§ **РАБОЧЕЕ ЗАДАНИЕ 1**
Кому, согласно тексту для разбора, Фироз позднее продал несколько экзотических фотографий?
§ **РАБОЧЕЕ ЗАДАНИЕ 2**
Продублируйте без изменений часть текста для разбора. Начните с места, где стоят слова «Тем не менее, стремление», и остановитесь после слов «позируя перед камерой.».

§ **ТЕКСТ ДЛЯ РАЗБОРА**
((
Тем не менее, стремление играть на публику не покидало ее. Через несколько дней Элизабет и ее парикмахер затратили несколько часов, наряжаясь в самые что ни на есть немыслимые костюмы и позируя перед камерой.
«Нам ничего другого не оставалось, так что мы с Лиз накупили всякого барахла — шарфы, платки, национальные костюмы и все такое прочее, — вспоминал Артур Брукель. — Она пририсовала к моим усам бородку и обернула мне голову тюрбаном, затем она завернула меня в сотню шелковых платков, а я сделал то же самое. Мы провели всю вторую половину дня, сидя на диване и позируя Фирозу — он сделал целую кучу экзотических фотографий, причем позднее продал несколько из них Энди Уорхолу для его «Интервью».
Фироз потребовал, чтобы на протяжении всего путешествия Элизабет одевалась подобным образом. Свидетели утверждают, что не раз слышали, как он посылал ее переодеться во что-нибудь более приличное. Однажды, когда актриса появилась в плотно обтягивающей тело футболке, мятых брюках и с шарфом, закрученным вокруг головы, Фироз отказался сопровождать ее по улицам Тегерана.
«Ты похожа на неряху, — заявил он. — Ведь ты кинозвезда и должна соответствующим образом одеваться. Именно поэтому ты и находишься здесь. Своим видом ты просто оскорбляешь иранцев. Отправляйся к себе в комнату, переоденься и постарайся сделать из себя нечто более похожее на Элизабет Тейлор».
))
§ **ИСХОДНЫЙ СПИСОК**
((
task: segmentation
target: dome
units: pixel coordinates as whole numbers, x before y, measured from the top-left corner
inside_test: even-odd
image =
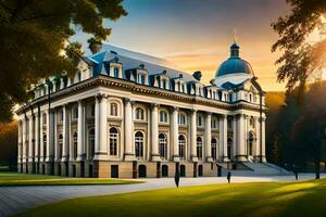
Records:
[[[230,56],[221,64],[216,71],[215,78],[230,74],[253,75],[251,65],[239,58],[239,46],[236,42],[230,46]]]

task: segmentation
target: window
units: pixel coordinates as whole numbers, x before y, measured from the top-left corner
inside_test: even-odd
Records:
[[[78,107],[74,106],[73,107],[73,119],[77,119],[78,118]]]
[[[93,158],[95,156],[95,129],[89,130],[89,158]]]
[[[77,152],[78,152],[78,137],[77,132],[74,133],[73,136],[73,158],[77,158]]]
[[[145,112],[141,107],[136,108],[136,119],[137,120],[145,120]]]
[[[137,131],[135,135],[135,150],[136,157],[143,157],[143,135],[141,131]]]
[[[211,140],[211,148],[212,148],[212,157],[215,161],[217,157],[217,140],[212,138]]]
[[[113,74],[115,78],[118,78],[118,67],[113,68]]]
[[[162,84],[163,84],[163,85],[162,85],[162,88],[163,88],[163,89],[166,89],[166,79],[163,79]]]
[[[160,122],[167,123],[167,113],[165,111],[160,111]]]
[[[186,115],[185,114],[179,114],[178,115],[178,124],[179,125],[186,125]]]
[[[42,124],[47,125],[47,114],[46,113],[42,115]]]
[[[63,152],[63,136],[59,135],[58,138],[58,157],[62,158],[62,152]]]
[[[250,127],[254,128],[254,118],[253,117],[250,117],[249,125],[250,125]]]
[[[115,127],[110,128],[110,155],[117,155],[118,132]]]
[[[163,159],[167,157],[167,139],[166,135],[160,133],[159,135],[159,148],[160,148],[160,156]]]
[[[117,104],[115,102],[110,103],[110,115],[117,116]]]
[[[47,157],[47,135],[43,135],[43,159]]]
[[[201,139],[201,137],[197,138],[197,156],[199,159],[202,159],[202,139]]]
[[[211,128],[212,129],[217,129],[217,119],[216,118],[212,118],[212,120],[211,120]]]
[[[202,127],[203,126],[203,117],[202,117],[202,115],[198,115],[198,123],[197,123],[197,126],[198,127]]]
[[[90,116],[95,117],[95,104],[90,105]]]
[[[185,158],[186,157],[186,138],[184,135],[179,136],[179,157]]]

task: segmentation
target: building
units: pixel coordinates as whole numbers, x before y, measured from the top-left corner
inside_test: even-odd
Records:
[[[35,85],[16,111],[20,173],[197,177],[266,161],[264,92],[236,42],[210,85],[201,72],[96,46],[74,78]]]

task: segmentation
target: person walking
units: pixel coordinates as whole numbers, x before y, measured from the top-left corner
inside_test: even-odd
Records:
[[[231,177],[231,173],[230,173],[230,171],[228,171],[228,173],[227,173],[227,177],[226,177],[226,178],[227,178],[227,182],[228,182],[228,183],[230,183],[230,177]]]
[[[179,174],[179,171],[177,170],[177,171],[175,173],[175,175],[174,175],[174,182],[175,182],[175,186],[176,186],[177,188],[179,188],[179,181],[180,181],[180,174]]]

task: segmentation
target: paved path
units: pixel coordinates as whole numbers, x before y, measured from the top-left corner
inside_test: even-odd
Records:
))
§ **ИТОГОВЫЙ ОТВЕТ 1**
Энди Уорхолу для его «Интервью».

§ **ИТОГОВЫЙ ОТВЕТ 2**
Тем не менее, стремление играть на публику не покидало ее. Через несколько дней Элизабет и ее парикмахер затратили несколько часов, наряжаясь в самые что ни на есть немыслимые костюмы и позируя перед камерой.